_ACTIVITY_
Once the images are removed, repeat all of the entries exactly.

_DATA EXTRACTS_

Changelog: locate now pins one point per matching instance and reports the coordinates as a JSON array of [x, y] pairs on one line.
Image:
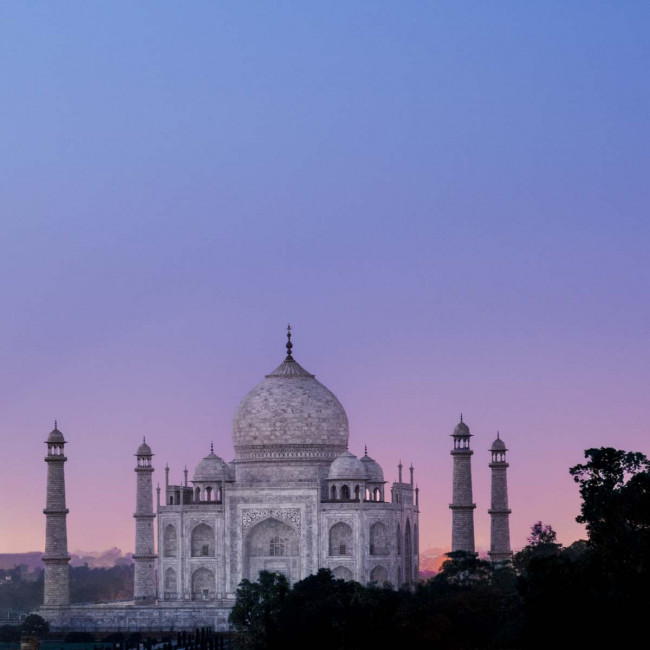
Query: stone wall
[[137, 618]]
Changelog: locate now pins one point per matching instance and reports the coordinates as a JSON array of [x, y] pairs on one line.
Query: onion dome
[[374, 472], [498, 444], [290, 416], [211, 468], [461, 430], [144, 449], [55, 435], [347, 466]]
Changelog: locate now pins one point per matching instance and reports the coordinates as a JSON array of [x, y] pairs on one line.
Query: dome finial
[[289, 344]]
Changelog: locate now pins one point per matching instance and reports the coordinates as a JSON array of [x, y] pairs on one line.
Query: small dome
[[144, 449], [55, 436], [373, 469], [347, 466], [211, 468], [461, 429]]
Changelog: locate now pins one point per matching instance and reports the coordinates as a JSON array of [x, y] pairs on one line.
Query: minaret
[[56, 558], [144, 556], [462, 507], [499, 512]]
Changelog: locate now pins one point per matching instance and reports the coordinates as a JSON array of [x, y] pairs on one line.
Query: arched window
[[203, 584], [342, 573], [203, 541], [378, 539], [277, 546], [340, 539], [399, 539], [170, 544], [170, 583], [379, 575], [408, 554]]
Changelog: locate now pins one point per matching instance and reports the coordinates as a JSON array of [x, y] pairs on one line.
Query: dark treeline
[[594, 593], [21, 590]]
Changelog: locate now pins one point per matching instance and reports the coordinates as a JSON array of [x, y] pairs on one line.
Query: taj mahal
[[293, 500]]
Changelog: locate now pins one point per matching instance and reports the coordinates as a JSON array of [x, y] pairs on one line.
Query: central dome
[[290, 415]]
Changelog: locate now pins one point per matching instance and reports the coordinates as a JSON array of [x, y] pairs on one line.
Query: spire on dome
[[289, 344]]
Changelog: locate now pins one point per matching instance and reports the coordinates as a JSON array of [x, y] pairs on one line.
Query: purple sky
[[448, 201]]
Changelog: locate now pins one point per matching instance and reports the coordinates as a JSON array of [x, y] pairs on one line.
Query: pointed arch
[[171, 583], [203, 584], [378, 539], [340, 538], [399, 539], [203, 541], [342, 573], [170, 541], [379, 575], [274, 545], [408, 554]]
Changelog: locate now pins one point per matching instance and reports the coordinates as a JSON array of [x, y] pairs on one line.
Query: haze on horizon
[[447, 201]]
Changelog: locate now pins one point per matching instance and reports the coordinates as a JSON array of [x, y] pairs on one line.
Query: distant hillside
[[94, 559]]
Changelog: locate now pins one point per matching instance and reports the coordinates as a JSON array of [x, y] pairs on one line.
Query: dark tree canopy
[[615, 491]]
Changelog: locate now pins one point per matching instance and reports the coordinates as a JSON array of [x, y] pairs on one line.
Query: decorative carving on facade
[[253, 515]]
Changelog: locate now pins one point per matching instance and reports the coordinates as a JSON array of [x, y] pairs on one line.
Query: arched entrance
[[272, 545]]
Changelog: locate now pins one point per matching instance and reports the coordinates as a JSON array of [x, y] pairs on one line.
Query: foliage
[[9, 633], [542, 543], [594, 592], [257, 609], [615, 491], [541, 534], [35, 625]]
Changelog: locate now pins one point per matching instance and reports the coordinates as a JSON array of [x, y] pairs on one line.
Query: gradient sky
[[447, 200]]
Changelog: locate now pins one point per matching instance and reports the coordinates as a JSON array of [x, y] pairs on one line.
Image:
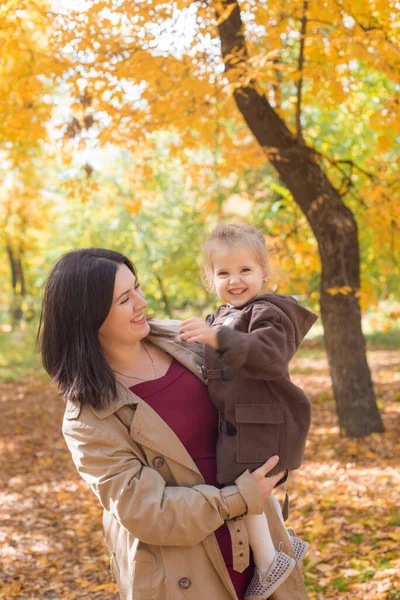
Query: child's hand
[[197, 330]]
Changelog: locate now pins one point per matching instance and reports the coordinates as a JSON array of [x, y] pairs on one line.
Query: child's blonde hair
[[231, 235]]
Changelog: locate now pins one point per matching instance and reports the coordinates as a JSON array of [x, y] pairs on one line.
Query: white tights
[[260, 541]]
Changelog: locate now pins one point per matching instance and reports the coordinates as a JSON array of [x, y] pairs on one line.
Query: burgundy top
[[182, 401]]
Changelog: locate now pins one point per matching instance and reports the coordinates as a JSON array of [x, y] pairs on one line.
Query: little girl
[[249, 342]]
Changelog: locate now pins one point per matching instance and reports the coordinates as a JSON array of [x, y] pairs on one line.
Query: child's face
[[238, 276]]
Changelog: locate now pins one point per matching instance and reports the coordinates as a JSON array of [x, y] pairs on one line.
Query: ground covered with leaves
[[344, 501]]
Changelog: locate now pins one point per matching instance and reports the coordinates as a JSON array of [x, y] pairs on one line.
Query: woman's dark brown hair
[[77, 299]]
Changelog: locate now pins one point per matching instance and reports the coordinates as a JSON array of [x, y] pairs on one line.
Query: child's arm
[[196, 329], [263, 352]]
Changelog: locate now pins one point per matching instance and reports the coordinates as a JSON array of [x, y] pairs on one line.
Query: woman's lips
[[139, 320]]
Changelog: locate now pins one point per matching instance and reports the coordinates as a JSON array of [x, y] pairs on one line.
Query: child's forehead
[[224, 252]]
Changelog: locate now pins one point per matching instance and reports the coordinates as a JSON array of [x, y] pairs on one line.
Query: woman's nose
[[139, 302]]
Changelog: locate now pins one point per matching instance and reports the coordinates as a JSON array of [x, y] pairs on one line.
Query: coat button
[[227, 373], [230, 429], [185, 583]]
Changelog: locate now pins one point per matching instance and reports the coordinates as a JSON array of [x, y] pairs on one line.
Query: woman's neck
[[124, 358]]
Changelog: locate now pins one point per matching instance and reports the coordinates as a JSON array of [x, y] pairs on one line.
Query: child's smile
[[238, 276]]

_WRITTEN SOLUTION_
Changelog: locate now pins one point per matching instance and reports the coordinates as a JSON array of [x, y] pairs on one line.
Image:
Query: stone wall
[[137, 618]]
Changelog: locate now pins one point per matching instance and reports the coordinates as a JSON array of [x, y] pairs on one line.
Query: onion dome
[[374, 472], [498, 444], [290, 416], [211, 468], [461, 430], [144, 449], [55, 435], [347, 466]]
Changelog: locate now pins one point per matching instance and reports the coordinates as a JSON array of [x, y] pairs on one line.
Query: dome finial
[[289, 344]]
Changelog: locate now pins one point per matching instance and reports the coordinates as a JSON array of [x, y] pairs on one line.
Query: small dome
[[144, 449], [55, 436], [373, 469], [347, 466], [211, 468], [461, 429]]
Changelog: locate now pins one point per matching instance and reports the coordinates as a JSON array of [x, y] pairs on one line.
Query: minaret
[[56, 558], [144, 556], [462, 507], [499, 512]]
Changelog: locate now pins one point per matching instance and reports the coordinates as a JSON array of [x, y] pairs on one line.
Query: arched window
[[203, 584], [342, 573], [203, 541], [378, 539], [277, 546], [340, 539], [399, 539], [170, 544], [170, 583], [379, 575], [408, 554]]
Changelog: locate now pins one point per matching instance and reports the coordinates as a JSON array of [x, y] pairs on one line.
Query: dark treeline
[[594, 593], [21, 590]]
Changelog: locate now pins one point per matching instance and reports the coordinates as a JSON array of [x, y] pairs on one line.
Query: taj mahal
[[293, 500]]
Changelog: locate now pins one point per matching instance and reports the coordinates as a JSON array of [x, y] pairs on one line.
Query: central dome
[[290, 415]]
Changelog: locate now pins one point per matching instance and reports the coordinates as a JSON array of [x, y] pairs on one line.
Query: spire on dome
[[289, 344]]
Changelog: locate now pins one point per matching instance and reports the coordinates as a JSON array of [x, y] pairs on one line.
Query: purple sky
[[448, 201]]
Changelog: locate now pins one point per matching instance and reports the coordinates as a JSON array of [x, y] pairs on one line.
Query: pointed arch
[[171, 583], [203, 584], [378, 539], [340, 538], [399, 539], [203, 541], [342, 573], [170, 541], [379, 575], [274, 545], [408, 554]]
Changelog: locate now pins one point per matching instance and reports the coordinates as a JSON array of [x, y] pairs on one line.
Query: haze on horizon
[[447, 201]]
Changelog: locate now pins one point per matching instance and reports the coordinates as a JSON array of [x, y] pairs on one line.
Query: distant hillside
[[94, 559]]
Changelog: locate now pins one point per matching instance and reports the coordinates as a JSON array of [x, y] pairs on one line.
Query: dark tree canopy
[[615, 491]]
Changelog: locate now pins one point per matching instance and reports the coordinates as a JSON array of [x, y] pairs on one line.
Query: decorative carving on facade
[[253, 515]]
Changelog: locate now pins one point per matching instance and reports the coordinates as a JSON array of [x, y] pairs on one line.
Query: arched entrance
[[272, 545]]
Changelog: locate now pins one point per matching instance and reports the coordinates as a JSON array of [x, y] pairs on one line.
Query: foliage
[[9, 633], [542, 543], [594, 592], [257, 609], [615, 491], [541, 534], [35, 625]]
Changelog: locate now pins one point per matching instance and reports the coordinates as a JSON array of [x, y] pairs on one line.
Query: gradient sky
[[447, 200]]
Changelog: locate now pins one point per matching instance and reports the coordinates as a JSON array of [x, y] pairs on one line.
Image:
Query: child's hand
[[197, 330]]
Changelog: locate now pins one point per matching instance and reports the coordinates as a JSON array of [x, y] pairs on one line.
Query: child's blonde hair
[[231, 235]]
Changelog: locate now pins one point per matching instance and reports the coordinates as a JSON array of [x, y] pairs on one line.
Query: white tights
[[260, 541]]
Changelog: locate now pins one point per matching instance and reports the coordinates as a JSON array of [x, y] pairs on one line.
Query: burgundy top
[[182, 401]]
Changelog: locate now pins one point per matching instance and reports the coordinates as a JSON array of [x, y] pairs on one line.
Query: little girl
[[249, 342]]
Changelog: locate now pins one point per matching instance and reports the coordinates as a JSON array of [x, y] pairs on one line.
Query: child's face
[[238, 276]]
Changelog: locate now pins one point per matching instance and reports the coordinates as a JSON array of [x, y] pairs on one line.
Query: ground covered with leaves
[[344, 501]]
Changelog: locate now pins one point per matching instance and reports the coordinates as a JSON array of [x, y] pairs on one line.
Query: woman's dark brown hair
[[77, 299]]
Changelog: locate now pins one point per matching instance and reports the coordinates as a JSON array of [x, y] pairs on one line.
Query: child's arm
[[196, 329], [263, 352]]
Changelog: locate now pins one point per matching instance and reports the coordinates as a JSON array of [x, y] pairs on one line.
Query: woman's lips
[[139, 320]]
Changelog: locate now pins one point per matching instance and reports the coordinates as a JSON array of [x, y] pairs on one line.
Query: child's forehead
[[224, 252]]
Changelog: locate now pins one point per matching instance and reports the coordinates as a JSON array of [x, y] pairs on one line.
Query: woman's nose
[[139, 302]]
Changelog: locate now pins one point per matching instance and reports the coordinates as a JSON array of [x, y] pairs on one line.
Query: coat button
[[227, 373], [230, 429], [185, 583]]
Changelog: locate now pins one point per matching instance and reports the coordinates as a JSON array of [x, y] pairs on one line.
Query: woman's neck
[[124, 358]]
Changelog: locate now pins one point per matching instance and reports the coordinates as a JSON array of [x, y] pairs on one line.
Query: child's smile
[[238, 276]]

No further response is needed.